Instruction:
Edit everything from the start of the records down to and including the line containing "positive clicks: (442, 191) (421, 192)", and give those lines back with "loose" replaced by "approximate" and nothing else changed.

Data records:
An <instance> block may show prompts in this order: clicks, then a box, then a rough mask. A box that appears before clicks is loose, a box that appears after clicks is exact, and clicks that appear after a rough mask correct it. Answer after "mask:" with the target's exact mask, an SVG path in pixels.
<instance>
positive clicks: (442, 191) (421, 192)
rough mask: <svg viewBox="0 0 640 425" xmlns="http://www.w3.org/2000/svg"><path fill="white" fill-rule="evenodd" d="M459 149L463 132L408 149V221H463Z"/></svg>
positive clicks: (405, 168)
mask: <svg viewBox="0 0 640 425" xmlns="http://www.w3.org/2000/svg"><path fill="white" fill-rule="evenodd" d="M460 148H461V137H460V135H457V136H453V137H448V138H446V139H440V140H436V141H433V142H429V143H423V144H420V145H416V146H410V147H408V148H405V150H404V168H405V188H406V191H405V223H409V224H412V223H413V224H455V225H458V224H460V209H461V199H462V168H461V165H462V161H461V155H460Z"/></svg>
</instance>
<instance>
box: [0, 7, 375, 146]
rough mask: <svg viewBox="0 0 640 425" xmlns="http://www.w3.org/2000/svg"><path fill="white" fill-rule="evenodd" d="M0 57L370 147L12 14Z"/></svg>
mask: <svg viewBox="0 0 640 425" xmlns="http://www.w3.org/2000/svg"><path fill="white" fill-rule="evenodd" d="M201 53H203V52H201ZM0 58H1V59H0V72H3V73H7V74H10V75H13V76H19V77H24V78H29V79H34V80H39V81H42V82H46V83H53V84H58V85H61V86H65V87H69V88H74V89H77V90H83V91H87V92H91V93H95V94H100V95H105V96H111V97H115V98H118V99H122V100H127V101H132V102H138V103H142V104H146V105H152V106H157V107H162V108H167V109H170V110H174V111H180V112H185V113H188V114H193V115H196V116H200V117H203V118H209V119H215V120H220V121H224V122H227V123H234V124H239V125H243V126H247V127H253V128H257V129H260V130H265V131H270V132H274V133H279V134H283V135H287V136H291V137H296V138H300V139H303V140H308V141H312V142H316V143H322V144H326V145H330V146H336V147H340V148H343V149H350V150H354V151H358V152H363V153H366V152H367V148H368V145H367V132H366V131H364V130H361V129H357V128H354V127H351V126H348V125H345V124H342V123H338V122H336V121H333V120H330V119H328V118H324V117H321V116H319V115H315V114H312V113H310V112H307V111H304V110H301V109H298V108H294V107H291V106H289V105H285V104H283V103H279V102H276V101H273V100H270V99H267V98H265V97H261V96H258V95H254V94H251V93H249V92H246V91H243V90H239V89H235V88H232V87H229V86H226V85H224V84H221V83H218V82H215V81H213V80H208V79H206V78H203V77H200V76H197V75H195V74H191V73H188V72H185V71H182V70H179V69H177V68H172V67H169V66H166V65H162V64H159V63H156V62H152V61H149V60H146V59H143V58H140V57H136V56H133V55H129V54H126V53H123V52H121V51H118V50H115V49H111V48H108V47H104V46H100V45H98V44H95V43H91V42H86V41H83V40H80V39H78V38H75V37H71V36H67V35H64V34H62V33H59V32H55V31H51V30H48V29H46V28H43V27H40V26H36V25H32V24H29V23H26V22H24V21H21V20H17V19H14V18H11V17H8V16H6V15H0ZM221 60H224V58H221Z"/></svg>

Expected output:
An <instance> block may show prompts in this order: clicks, then a box, then a rough mask. A box that appears before clicks is approximate, a box that appears after clicks is exact, and clicks that appear after a rough mask correct it. Answer after "mask:" with the target's exact mask, an SVG path in pixels.
<instance>
positive clicks: (442, 191) (421, 192)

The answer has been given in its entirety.